WHAT TO DO |
Copy the entries below word for word, leaving out the pictures.

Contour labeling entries
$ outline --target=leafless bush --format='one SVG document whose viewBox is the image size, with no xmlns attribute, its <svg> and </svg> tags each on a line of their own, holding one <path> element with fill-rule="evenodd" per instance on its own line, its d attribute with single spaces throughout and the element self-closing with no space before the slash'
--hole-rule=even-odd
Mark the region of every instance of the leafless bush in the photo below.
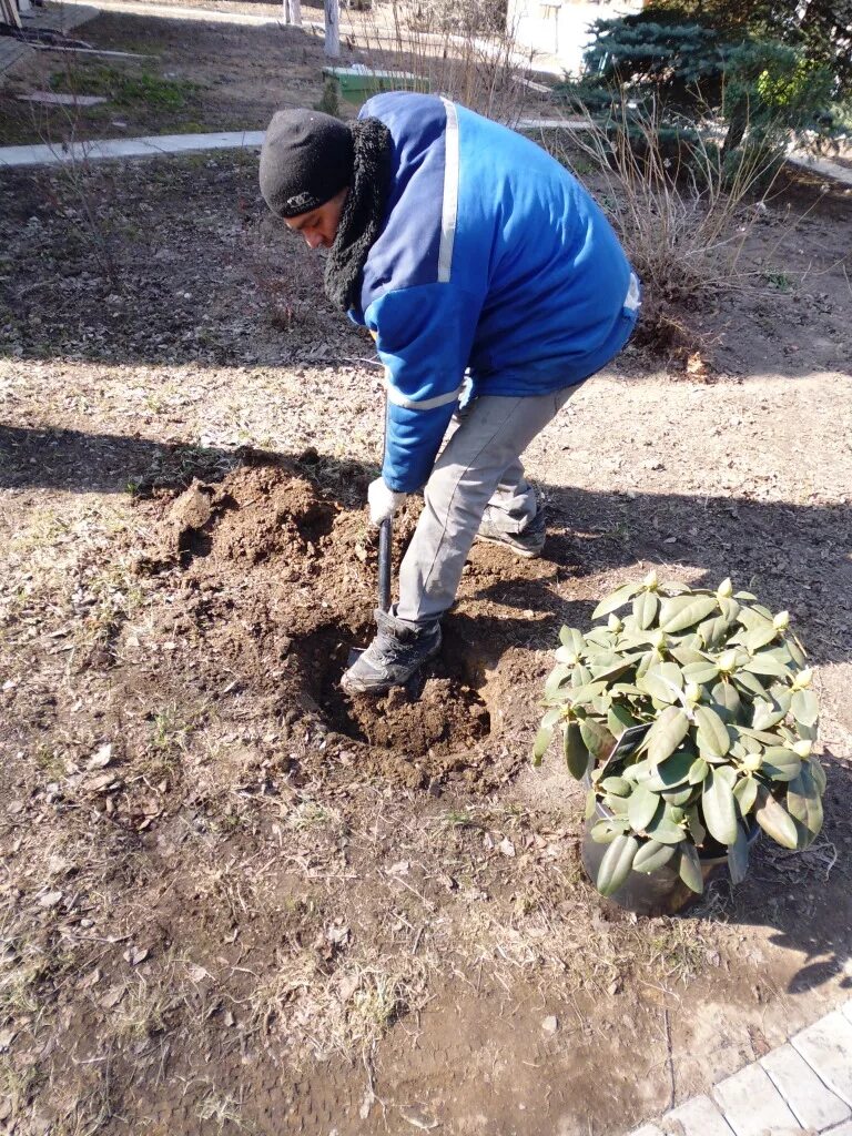
<svg viewBox="0 0 852 1136">
<path fill-rule="evenodd" d="M 391 0 L 364 14 L 350 40 L 364 44 L 371 70 L 407 73 L 399 86 L 446 95 L 508 125 L 521 117 L 528 89 L 519 80 L 531 58 L 495 0 Z"/>
<path fill-rule="evenodd" d="M 565 132 L 549 148 L 571 165 Z M 743 151 L 722 164 L 702 130 L 673 145 L 657 117 L 629 112 L 605 124 L 590 114 L 571 131 L 604 185 L 602 203 L 648 294 L 688 306 L 709 292 L 740 289 L 753 274 L 741 265 L 743 245 L 766 210 L 774 159 Z"/>
</svg>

ANSWER TO THIS EXERCISE |
$ outline --target=leafless bush --format='one SVG document whose viewBox is the image size, with no xmlns attribute, its <svg> and </svg> tags each on a line of their own, holding one <path> element with fill-rule="evenodd" per instance on its own line, its d attribute with single spaces throughout and the element self-closing with no space before the slash'
--hole-rule=even-odd
Mark the region of every instance of the leafless bush in the photo below.
<svg viewBox="0 0 852 1136">
<path fill-rule="evenodd" d="M 391 0 L 364 14 L 350 40 L 364 44 L 371 70 L 407 73 L 399 86 L 446 95 L 508 125 L 521 117 L 528 89 L 519 80 L 531 58 L 495 0 Z"/>
<path fill-rule="evenodd" d="M 565 132 L 549 148 L 571 165 Z M 743 151 L 722 164 L 702 130 L 673 145 L 657 117 L 629 112 L 605 124 L 590 114 L 571 131 L 604 185 L 602 203 L 648 294 L 688 306 L 709 292 L 740 289 L 753 274 L 741 265 L 743 245 L 766 210 L 774 159 Z"/>
</svg>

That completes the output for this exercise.